◆ **What is expected**:
Exclude all pictures, then copy each of the records exactly as written.
— Start —
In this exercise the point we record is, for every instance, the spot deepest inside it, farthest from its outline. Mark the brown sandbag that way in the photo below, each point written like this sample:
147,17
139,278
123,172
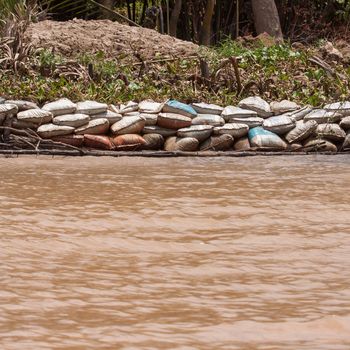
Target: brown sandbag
217,143
72,140
242,144
186,144
128,139
173,121
98,141
153,142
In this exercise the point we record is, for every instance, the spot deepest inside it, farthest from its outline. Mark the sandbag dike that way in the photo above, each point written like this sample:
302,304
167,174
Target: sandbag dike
173,128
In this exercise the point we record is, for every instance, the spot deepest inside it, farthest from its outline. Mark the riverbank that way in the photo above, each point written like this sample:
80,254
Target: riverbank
172,128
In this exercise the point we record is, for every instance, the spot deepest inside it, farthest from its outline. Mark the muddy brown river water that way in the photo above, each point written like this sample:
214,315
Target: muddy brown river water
133,253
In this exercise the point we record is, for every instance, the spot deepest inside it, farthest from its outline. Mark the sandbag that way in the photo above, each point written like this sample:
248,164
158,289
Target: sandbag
128,139
23,105
91,107
332,132
128,125
257,104
284,106
339,107
60,107
131,106
207,108
265,140
173,121
217,143
150,107
48,131
153,142
150,119
155,129
98,142
35,116
279,125
187,144
199,132
94,127
8,109
345,123
208,119
301,131
236,112
252,122
242,144
112,117
234,129
72,140
322,116
319,145
75,120
173,106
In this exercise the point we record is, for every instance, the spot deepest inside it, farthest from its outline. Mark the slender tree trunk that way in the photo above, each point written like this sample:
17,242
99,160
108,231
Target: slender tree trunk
266,18
206,26
109,4
175,13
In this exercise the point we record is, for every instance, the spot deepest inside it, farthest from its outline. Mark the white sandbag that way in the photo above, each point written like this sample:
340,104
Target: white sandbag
187,144
74,120
322,116
283,107
265,140
301,131
150,119
345,123
60,107
257,104
36,116
279,125
173,121
332,132
207,108
94,127
339,107
230,112
173,106
8,109
319,145
233,129
208,119
131,106
23,105
199,132
91,107
48,131
155,129
252,122
128,125
150,107
217,143
112,117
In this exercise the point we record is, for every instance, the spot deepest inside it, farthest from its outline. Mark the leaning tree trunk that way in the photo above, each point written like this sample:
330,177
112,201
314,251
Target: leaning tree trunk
266,18
206,26
175,13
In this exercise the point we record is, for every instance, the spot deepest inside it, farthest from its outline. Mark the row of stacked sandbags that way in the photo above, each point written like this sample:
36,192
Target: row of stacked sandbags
174,126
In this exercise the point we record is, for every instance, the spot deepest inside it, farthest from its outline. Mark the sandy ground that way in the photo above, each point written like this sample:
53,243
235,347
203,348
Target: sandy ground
114,39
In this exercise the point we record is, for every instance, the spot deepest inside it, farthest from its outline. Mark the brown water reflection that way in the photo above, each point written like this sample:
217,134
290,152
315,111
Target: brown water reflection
101,253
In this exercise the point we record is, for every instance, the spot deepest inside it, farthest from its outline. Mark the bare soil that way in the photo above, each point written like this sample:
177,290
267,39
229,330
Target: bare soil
116,40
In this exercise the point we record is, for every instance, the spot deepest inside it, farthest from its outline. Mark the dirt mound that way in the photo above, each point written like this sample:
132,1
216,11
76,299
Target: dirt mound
114,39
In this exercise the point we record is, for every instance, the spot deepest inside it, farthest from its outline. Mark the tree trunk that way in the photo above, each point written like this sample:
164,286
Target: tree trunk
266,18
206,26
175,13
109,4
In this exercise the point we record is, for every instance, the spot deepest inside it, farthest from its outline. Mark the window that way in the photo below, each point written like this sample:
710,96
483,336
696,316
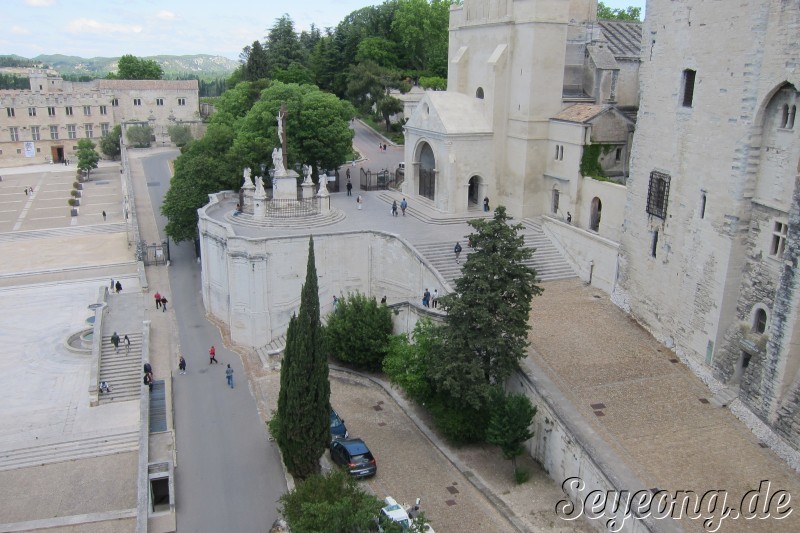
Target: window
688,87
658,194
778,239
759,320
654,244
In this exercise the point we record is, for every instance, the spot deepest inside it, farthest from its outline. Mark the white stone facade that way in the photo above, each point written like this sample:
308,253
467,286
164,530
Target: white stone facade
45,123
709,245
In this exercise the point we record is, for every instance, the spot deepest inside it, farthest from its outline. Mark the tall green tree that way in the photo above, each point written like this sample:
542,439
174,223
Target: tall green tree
130,67
510,424
358,331
304,399
630,13
487,315
87,156
109,143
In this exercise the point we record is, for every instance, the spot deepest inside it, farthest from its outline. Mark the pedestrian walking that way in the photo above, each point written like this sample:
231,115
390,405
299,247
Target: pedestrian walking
229,376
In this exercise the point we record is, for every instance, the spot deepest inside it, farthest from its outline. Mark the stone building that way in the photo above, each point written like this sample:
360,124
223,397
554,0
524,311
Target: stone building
45,123
530,85
709,245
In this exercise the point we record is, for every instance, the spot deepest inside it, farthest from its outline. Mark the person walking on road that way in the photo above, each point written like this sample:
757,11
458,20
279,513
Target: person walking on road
229,375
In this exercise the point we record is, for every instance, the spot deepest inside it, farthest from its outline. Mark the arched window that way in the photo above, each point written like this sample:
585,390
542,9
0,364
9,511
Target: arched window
759,320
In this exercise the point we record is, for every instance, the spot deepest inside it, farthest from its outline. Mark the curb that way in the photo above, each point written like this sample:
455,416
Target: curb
471,476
— End —
◆ **Output of the task**:
In this exercise the point we record is, for every instance, the spot deepest inside it, farthest from its outline. Mark the brown sandbag that way in the photo below, each point written like this sample:
147,17
139,278
123,172
Target: brown sandbag
217,143
72,140
242,144
186,144
128,139
173,121
98,141
153,142
In this exercise the point we record is, for every instance, the spot deepest inside it, farthest from its outline. Mark the sandbag dike that way in the photo above, each point written like this sample:
302,304
167,174
Target: sandbag dike
173,128
In this exercise the point we record is, for every instance, the spot deepest inside it, farthest from its outline. Mark the riverbank that way in the photo above, each point written like this sample:
80,254
Target: riverbank
172,128
In this exercise the point we record is, for every instance, the spot deepest inside it, farthest from its outline. Mark the muddy brown river water that way in the photo above, each point written like this sample:
214,315
Target: muddy brown river water
133,253
In this exercise the point we record is, for every instance, the spot deepest inside it, farthest from its outline. Mark the sandbag that way in the photo above, each point written like this sample:
248,164
158,289
Target: sandbag
128,139
23,105
91,107
332,132
128,125
257,104
284,106
339,107
60,107
131,106
207,108
265,140
173,121
217,143
150,107
48,131
153,142
150,119
155,129
98,142
35,116
279,125
187,144
199,132
94,127
8,109
345,123
208,119
301,131
236,112
252,122
242,144
112,117
234,129
72,140
322,116
319,145
75,120
173,106
In this exercise the point we record is, for every instance, the spot deepest inside it, farthest from its outline. Mark the slender tree trunk that way in the photo above, each point written like this sample:
17,242
99,160
108,231
Target: slender tree trunk
266,18
206,26
109,4
175,13
In this exercise the point we record is, for every instance, the spot deepest inside it, farthest from its outline. Mark the white sandbag that way in the photo above, each point written like this sample:
340,104
Target: white sandbag
187,144
74,120
322,116
283,107
265,140
301,131
150,119
345,123
60,107
257,104
36,116
279,125
173,121
332,132
207,108
94,127
339,107
230,112
173,106
8,109
319,145
233,129
208,119
131,106
23,105
199,132
91,107
48,131
155,129
252,122
128,125
150,107
217,143
112,117
In this exercise the point we record is, for every instance, the spot deepest inside it, farthest from its outline. Mark the leaning tree trunk that way in the photo above, each point written like this sample:
330,177
112,201
314,251
Target: leaning tree trunk
266,18
206,26
175,13
In this exercise the point we record is, for every instance, the spot deepest inside it, farthest from its outline. Mark the row of stacked sandbags that way in the photo above, each point written like this sample:
36,192
Target: row of stacked sandbags
174,126
In this exercise the point we record is, for every instance, the spot deepest inside it, farthest from its outline. Mark the sandy ground that way in the photo above, each point written like this sample:
53,243
235,347
203,348
Target: sandy ground
114,39
In this exercise the point we record is, for every instance, the spot deepest inside it, farthest from its outline. Mark the brown water reflection that way in the photo above, each point written like this sample:
217,134
290,152
315,111
Target: brown water reflection
101,253
In this exercise the point we record is, for every instance, the spot deepest inside it, farthest from its outline. Mark the bare soil that way in the photo above, each point written like this sample:
177,290
267,39
229,330
Target: bare soil
116,40
In this exercise the point we record is, for every instance, the spot deepest inside it, farthest from its outline. Mark the dirt mound that way in the photo above, each point written like this sample:
132,1
216,11
76,299
Target: dirt mound
114,39
In this exercise the point we record is, for every instance, the spot deepest inside it, farthest from its outline. Mark the tree trunk that way in the photo above, each point written like this sample:
164,286
Target: tree trunk
266,18
206,26
175,13
109,4
In this exercise the point we record is, for every instance, the spot deepest inside it, farthest from its outline. Mark the window that way in the photo below, each point written like this sample:
710,96
483,336
696,316
Target: window
688,87
658,194
778,239
759,320
654,244
In this exercise the point we record is, for every instance, the spot deepest inside it, farthest from its outline. Mark the white stone facade that way in the photo above, each point written like this sample:
308,253
467,286
164,530
Target: white stone facade
45,123
709,245
In this exercise the point we record is, for every instance, the spot deepest inside it, farthest from its outline. Mark the tall green tree that way in the photo above, each point written like this sample:
542,439
174,223
Target: tall green tree
130,67
510,424
358,331
304,399
630,13
487,315
87,156
109,143
In this exercise the point we record is, for every instance, the spot deepest inside it, farthest from its outline. Mark the pedestrian walking that way in the photo above, each point written like this sample:
231,115
390,405
299,247
Target: pedestrian walking
229,376
In this exercise the point we record is, for every instance, the spot deepest inside it, farthest from its outline. Mark the stone building that way in the photo above, each point written like this sample:
360,124
223,397
554,0
524,311
Target: stone building
45,123
530,85
709,245
In this exercise the point we record is, for every instance, the spot deepest inside it, farthest from its outline. Mark the person walking on road that way in the photo above, each point written like this sample:
757,11
458,20
279,513
Target: person walking on road
229,375
In this exercise the point we record is, for every instance, the spot deepest inside it, farthest from its outline. Mark the arched window that way in the photo above, each point written like this sample:
585,390
542,9
0,364
9,511
Target: arched window
759,320
In this exercise the point we record is, for every instance, the spot deepest inside it, farthest from its outline. Mark the curb that way in the photo above, each point written like this sample:
455,416
Target: curb
471,476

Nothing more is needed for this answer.